◆ Texto da página ◆
☆ ☆ ☆ ☆

- Valor Econômico
Não se espere autocrítica dos ortodoxos
O governo entrou em sua fase terminal. Com a greve dos caminhoneiros e a saída de Pedro Parente, Temer perdeu a capa de respeitabilidade que ainda o protegia. Velhos aliados aproveitaram a deixa para abandonar o barco e se eximir de responsabilidade pelo desastre.
O governo Temer veio ao mundo amparado por ampla coalizão. A aliança abrigou todos que viam em Dilma e no PT a causa última da crise vivida pelo país. Simplificando, as pastas ministeriais foram entregues a dois grandes grupos. De um lado, os 'profissionais', como viria a nomeá-los Moreira Franco e, de outro, o 'Dream Team' capitaneado por Henrique Meirelles.
Romero Jucá, um expoente dos 'profissionais', explicou melhor do que ninguém as razões que levaram o grupo a abandonar Dilma: era preciso estancar a sangria, traçar o círculo que dividiria os que já haviam caído nas malhas da Lava Jato dos que ainda poderiam se salvar.
O 'dream team' se juntou ao governo para recuperar a economia. Prometeu fazer a 'lição de casa' depois de anos de gestão macroeconômica heterodoxa imposta pelo PT. Os 'fundamentos' seriam respeitados, reformas implementadas e, liberado das amarras e distorções, o mercado responderia e a atividade econômica seria retomada. A economia voltaria a crescer. Essa foi a promessa feita quando o grupo assumiu as rédeas da economia.

☆ ☆ ☆ ☆

◆ Itens fornecidos ◆
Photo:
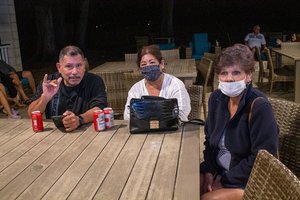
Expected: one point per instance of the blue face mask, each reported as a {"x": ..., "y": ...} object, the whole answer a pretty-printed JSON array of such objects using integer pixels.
[{"x": 151, "y": 72}]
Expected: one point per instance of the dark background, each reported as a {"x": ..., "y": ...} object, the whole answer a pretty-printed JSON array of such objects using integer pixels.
[{"x": 112, "y": 24}]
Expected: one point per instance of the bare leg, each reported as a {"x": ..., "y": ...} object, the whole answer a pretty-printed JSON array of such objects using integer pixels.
[
  {"x": 5, "y": 104},
  {"x": 28, "y": 75},
  {"x": 19, "y": 86}
]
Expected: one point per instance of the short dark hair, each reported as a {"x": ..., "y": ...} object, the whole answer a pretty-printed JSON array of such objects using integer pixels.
[
  {"x": 70, "y": 51},
  {"x": 237, "y": 54},
  {"x": 151, "y": 49}
]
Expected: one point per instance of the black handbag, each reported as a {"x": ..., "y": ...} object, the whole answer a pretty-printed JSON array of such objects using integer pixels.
[{"x": 151, "y": 113}]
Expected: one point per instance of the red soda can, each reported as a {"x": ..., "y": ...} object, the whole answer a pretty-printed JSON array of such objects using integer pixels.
[
  {"x": 37, "y": 121},
  {"x": 99, "y": 122},
  {"x": 109, "y": 117}
]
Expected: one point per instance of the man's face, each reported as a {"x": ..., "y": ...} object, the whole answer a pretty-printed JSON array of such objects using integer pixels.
[
  {"x": 72, "y": 69},
  {"x": 256, "y": 29}
]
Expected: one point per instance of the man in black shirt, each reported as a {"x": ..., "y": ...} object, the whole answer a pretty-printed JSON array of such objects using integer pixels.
[{"x": 73, "y": 92}]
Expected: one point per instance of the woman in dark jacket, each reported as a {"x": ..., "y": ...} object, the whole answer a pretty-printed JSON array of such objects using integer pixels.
[{"x": 240, "y": 122}]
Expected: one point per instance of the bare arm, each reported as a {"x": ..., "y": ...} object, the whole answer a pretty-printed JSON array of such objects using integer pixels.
[
  {"x": 71, "y": 121},
  {"x": 50, "y": 88}
]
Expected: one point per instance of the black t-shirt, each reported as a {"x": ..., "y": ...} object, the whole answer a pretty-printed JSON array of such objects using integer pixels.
[{"x": 86, "y": 95}]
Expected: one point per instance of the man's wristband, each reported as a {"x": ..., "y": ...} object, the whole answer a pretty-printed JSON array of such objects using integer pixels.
[{"x": 81, "y": 121}]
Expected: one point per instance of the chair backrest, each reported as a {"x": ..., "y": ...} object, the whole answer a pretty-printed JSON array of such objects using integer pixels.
[
  {"x": 131, "y": 57},
  {"x": 287, "y": 114},
  {"x": 195, "y": 92},
  {"x": 205, "y": 67},
  {"x": 211, "y": 56},
  {"x": 261, "y": 66},
  {"x": 170, "y": 54},
  {"x": 115, "y": 89},
  {"x": 270, "y": 63},
  {"x": 271, "y": 179}
]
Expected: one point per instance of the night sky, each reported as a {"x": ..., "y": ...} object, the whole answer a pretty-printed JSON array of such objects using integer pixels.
[{"x": 112, "y": 24}]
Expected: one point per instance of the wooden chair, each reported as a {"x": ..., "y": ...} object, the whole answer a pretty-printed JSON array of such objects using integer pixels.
[
  {"x": 116, "y": 90},
  {"x": 278, "y": 75},
  {"x": 271, "y": 179},
  {"x": 287, "y": 114},
  {"x": 170, "y": 54},
  {"x": 195, "y": 92},
  {"x": 261, "y": 72},
  {"x": 205, "y": 68}
]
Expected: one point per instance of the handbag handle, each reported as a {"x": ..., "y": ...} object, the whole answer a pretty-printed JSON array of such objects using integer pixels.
[{"x": 199, "y": 122}]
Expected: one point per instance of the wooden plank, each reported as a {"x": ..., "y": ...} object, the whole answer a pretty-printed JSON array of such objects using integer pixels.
[
  {"x": 46, "y": 180},
  {"x": 28, "y": 144},
  {"x": 67, "y": 182},
  {"x": 32, "y": 172},
  {"x": 140, "y": 177},
  {"x": 120, "y": 171},
  {"x": 14, "y": 138},
  {"x": 94, "y": 177},
  {"x": 30, "y": 156},
  {"x": 187, "y": 180},
  {"x": 162, "y": 184}
]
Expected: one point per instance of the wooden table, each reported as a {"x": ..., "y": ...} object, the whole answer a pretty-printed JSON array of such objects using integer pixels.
[
  {"x": 185, "y": 69},
  {"x": 85, "y": 164},
  {"x": 293, "y": 53}
]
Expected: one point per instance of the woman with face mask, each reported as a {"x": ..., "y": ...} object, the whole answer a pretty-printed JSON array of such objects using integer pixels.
[
  {"x": 238, "y": 125},
  {"x": 157, "y": 83}
]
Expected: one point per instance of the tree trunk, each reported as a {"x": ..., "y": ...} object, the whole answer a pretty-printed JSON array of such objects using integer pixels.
[
  {"x": 46, "y": 45},
  {"x": 82, "y": 22},
  {"x": 167, "y": 18}
]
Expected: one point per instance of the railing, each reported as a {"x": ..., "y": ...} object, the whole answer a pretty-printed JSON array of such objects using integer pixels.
[{"x": 3, "y": 52}]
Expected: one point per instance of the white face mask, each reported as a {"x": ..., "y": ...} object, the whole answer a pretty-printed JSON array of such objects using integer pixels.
[{"x": 232, "y": 89}]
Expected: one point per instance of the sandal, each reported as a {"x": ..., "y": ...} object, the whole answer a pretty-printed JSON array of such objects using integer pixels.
[{"x": 14, "y": 117}]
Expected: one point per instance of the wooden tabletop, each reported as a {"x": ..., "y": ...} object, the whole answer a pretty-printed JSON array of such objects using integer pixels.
[{"x": 85, "y": 164}]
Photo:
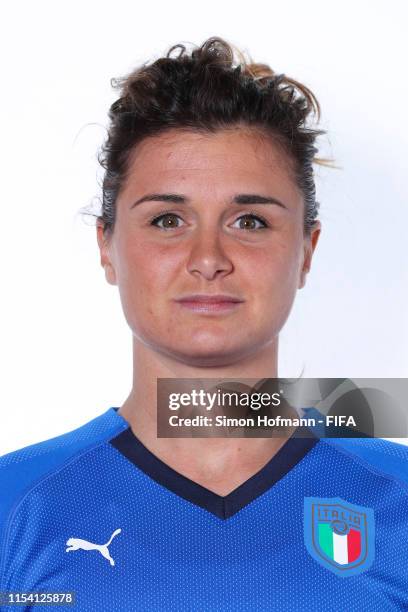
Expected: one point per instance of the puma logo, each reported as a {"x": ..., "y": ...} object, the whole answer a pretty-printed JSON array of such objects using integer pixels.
[{"x": 77, "y": 543}]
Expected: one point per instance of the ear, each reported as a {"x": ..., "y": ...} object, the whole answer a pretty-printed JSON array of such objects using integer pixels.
[
  {"x": 104, "y": 243},
  {"x": 310, "y": 242}
]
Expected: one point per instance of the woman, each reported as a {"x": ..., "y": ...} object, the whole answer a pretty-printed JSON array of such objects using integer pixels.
[{"x": 208, "y": 228}]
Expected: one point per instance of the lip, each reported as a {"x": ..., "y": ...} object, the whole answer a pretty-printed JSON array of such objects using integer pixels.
[
  {"x": 210, "y": 304},
  {"x": 217, "y": 298}
]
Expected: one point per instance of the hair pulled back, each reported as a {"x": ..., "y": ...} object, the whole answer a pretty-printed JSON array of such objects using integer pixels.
[{"x": 209, "y": 88}]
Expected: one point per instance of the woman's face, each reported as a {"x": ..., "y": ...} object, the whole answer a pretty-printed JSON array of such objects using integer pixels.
[{"x": 211, "y": 189}]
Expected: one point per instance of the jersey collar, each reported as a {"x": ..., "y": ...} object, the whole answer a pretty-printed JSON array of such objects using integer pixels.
[{"x": 288, "y": 456}]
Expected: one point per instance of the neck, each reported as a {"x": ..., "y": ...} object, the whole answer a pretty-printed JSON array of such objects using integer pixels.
[{"x": 200, "y": 458}]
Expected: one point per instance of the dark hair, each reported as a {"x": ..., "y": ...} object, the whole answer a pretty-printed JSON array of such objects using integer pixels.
[{"x": 208, "y": 90}]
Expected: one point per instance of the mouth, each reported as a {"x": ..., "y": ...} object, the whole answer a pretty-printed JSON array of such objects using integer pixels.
[{"x": 208, "y": 304}]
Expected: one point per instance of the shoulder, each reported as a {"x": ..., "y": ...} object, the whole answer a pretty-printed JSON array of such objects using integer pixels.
[
  {"x": 22, "y": 469},
  {"x": 384, "y": 457}
]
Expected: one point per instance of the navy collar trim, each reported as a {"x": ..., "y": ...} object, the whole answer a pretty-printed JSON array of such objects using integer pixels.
[{"x": 288, "y": 456}]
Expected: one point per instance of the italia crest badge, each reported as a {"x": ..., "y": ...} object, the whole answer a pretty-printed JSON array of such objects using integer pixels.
[{"x": 339, "y": 535}]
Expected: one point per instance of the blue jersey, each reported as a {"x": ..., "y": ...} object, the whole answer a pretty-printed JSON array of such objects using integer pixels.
[{"x": 93, "y": 513}]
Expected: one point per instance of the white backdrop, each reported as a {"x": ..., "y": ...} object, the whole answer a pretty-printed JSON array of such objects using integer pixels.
[{"x": 65, "y": 346}]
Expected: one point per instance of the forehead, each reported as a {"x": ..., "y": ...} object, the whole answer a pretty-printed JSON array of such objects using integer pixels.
[{"x": 242, "y": 154}]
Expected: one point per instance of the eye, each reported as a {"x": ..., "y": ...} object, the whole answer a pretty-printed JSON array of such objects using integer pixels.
[
  {"x": 172, "y": 216},
  {"x": 155, "y": 220},
  {"x": 256, "y": 218}
]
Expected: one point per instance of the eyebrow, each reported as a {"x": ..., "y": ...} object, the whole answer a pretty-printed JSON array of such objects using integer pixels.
[{"x": 242, "y": 198}]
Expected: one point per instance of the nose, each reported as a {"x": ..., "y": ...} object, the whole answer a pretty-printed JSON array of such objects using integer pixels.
[{"x": 207, "y": 256}]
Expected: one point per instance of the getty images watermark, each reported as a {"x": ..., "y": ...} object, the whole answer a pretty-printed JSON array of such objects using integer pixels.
[{"x": 273, "y": 407}]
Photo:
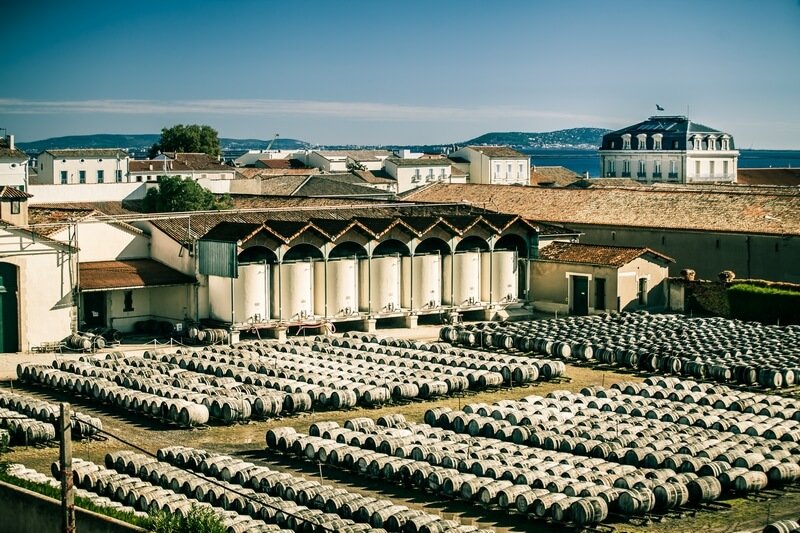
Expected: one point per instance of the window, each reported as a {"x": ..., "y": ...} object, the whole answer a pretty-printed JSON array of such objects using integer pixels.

☆ ☆ ☆ ☆

◆ Tarefas pedidas ◆
- a) Responda com base no texto sobre o governo Temer:
(i) Que dois fatos fizeram Temer perder a capa de respeitabilidade?
(ii) Quem viria a chamar um dos grupos do governo de 'profissionais'?
(iii) Quem o texto aponta como um expoente dos 'profissionais'?
- b) Dê sequência ao texto sobre o governo Temer a partir da última frase mostrada.
Os itens vêm de outra fonte.

◆ Respostas ◆
- a)
(i) A greve dos caminhoneiros e a saída de Pedro Parente.
(ii) Moreira Franco.
(iii) Romero Jucá.

- b)
Ao longo de todo o governo Temer, a ortodoxia imposta por Meirelles e sua equipe nunca deixou de contar com a confiança do mercado. Mais do que isso, nunca se questionou o acerto do receituário aplicado. Bastaria fazer a lição de casa, respeitar os fundamentos e o Brasil voltaria a crescer. A politica adotada pelo 'Dream Team' nunca foi questionada.
A agenda reformista não encontrou resistências no Congresso e reformas, como a PEC do teto dos gastos e a trabalhista, foram aprovadas. Os avanços foram saudados pelos analistas econômicos, que não se cansaram de dizer que suas consequências podiam ser divisadas na esquina. Era questão de paciência, de dar tempo ao tempo e os efeitos seriam sentidos no bolso dos cidadãos.
O episódio Joesley, assim como vários outros contratempos causados pelos 'profissionais', não rompeu a aliança. Gerou, é certo, algumas dúvidas no mercado sobre a capacidade do governo levar à frente a agenda reformista, mas essas interrogações se dissiparam rapidamente. 'A economia se descolou da política', passou-se a dizer.
Assim, a completa desmoralização dos 'profissionais' não atingiu o 'Dream Team'. Ao contrário, a dependência do governo para com a equipe de Meirelles aumentou. Promover reformas passou a ser a única forma de justificar a sobrevivência do governo. Mais do que isso, todas as acusações contra o governo passaram a ser vistas como artimanhas para minar a agenda reformista.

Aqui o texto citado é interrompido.